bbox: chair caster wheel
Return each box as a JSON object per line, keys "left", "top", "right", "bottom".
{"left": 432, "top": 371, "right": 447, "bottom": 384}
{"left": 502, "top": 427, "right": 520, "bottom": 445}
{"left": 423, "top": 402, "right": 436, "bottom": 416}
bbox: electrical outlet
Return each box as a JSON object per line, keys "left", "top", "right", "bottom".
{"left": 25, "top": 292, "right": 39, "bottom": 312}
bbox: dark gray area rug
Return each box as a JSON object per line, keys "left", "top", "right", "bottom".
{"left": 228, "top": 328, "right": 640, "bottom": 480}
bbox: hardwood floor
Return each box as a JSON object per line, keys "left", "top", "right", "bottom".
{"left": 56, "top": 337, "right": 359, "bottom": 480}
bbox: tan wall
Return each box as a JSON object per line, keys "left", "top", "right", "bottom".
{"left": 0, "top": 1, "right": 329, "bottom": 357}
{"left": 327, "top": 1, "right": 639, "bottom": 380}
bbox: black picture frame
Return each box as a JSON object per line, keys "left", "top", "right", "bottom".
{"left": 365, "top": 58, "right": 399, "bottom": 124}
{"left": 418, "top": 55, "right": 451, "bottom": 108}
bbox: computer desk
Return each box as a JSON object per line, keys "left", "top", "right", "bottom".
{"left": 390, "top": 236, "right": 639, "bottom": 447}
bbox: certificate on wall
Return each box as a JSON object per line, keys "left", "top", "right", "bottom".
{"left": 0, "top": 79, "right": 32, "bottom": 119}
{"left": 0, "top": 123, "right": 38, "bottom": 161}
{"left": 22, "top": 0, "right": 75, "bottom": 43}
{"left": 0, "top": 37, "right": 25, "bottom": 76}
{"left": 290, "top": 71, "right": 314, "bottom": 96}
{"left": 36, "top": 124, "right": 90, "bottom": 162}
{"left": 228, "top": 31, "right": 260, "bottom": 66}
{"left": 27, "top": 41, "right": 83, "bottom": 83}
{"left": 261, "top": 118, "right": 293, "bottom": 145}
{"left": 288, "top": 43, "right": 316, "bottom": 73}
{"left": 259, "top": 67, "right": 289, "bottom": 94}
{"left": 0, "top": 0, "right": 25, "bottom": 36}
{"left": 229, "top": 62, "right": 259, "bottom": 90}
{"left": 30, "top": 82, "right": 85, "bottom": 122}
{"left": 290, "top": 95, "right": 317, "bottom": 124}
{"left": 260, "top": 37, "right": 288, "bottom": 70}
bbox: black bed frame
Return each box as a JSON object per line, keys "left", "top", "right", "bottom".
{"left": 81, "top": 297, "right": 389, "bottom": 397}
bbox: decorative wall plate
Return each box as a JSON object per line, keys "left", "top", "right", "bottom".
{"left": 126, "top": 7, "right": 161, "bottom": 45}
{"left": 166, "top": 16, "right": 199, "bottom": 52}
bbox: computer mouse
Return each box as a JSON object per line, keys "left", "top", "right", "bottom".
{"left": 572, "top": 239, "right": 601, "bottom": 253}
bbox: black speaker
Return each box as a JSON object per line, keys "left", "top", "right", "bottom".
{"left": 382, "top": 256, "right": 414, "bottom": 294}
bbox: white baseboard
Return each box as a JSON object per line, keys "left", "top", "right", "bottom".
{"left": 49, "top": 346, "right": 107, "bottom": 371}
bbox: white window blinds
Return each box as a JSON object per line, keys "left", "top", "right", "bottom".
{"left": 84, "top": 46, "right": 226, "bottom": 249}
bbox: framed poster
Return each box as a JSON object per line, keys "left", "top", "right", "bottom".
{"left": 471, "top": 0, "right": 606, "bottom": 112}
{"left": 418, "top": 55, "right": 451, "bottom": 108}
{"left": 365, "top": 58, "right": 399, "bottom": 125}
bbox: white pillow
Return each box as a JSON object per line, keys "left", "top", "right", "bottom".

────────────────────

* Work task
Your task is to repeat the records exactly. Begin at their first line and stop after the line containing "bbox: certificate on wall".

* Response for this exercise
bbox: chair caster wheel
Return each box as a JSON object per line, keys "left", "top", "right", "bottom".
{"left": 432, "top": 371, "right": 447, "bottom": 384}
{"left": 502, "top": 427, "right": 520, "bottom": 445}
{"left": 423, "top": 402, "right": 436, "bottom": 416}
bbox: electrical outlet
Return each box as a JSON object per line, keys "left", "top", "right", "bottom".
{"left": 25, "top": 292, "right": 39, "bottom": 312}
bbox: dark gray area rug
Return each box as a JSON object per line, keys "left", "top", "right", "bottom".
{"left": 228, "top": 328, "right": 640, "bottom": 480}
bbox: hardwood floor
Return each box as a JSON object per line, keys "left", "top", "right", "bottom".
{"left": 56, "top": 337, "right": 359, "bottom": 480}
bbox: tan wall
Return each box as a JSON object per line, keys "left", "top", "right", "bottom".
{"left": 0, "top": 1, "right": 329, "bottom": 357}
{"left": 327, "top": 1, "right": 639, "bottom": 380}
bbox: black picture frame
Return each box as a JSON object per line, keys "left", "top", "right", "bottom".
{"left": 365, "top": 58, "right": 399, "bottom": 124}
{"left": 418, "top": 55, "right": 451, "bottom": 108}
bbox: computer desk
Return each box as a JSON object per line, keys "left", "top", "right", "bottom".
{"left": 390, "top": 236, "right": 639, "bottom": 447}
bbox: certificate on wall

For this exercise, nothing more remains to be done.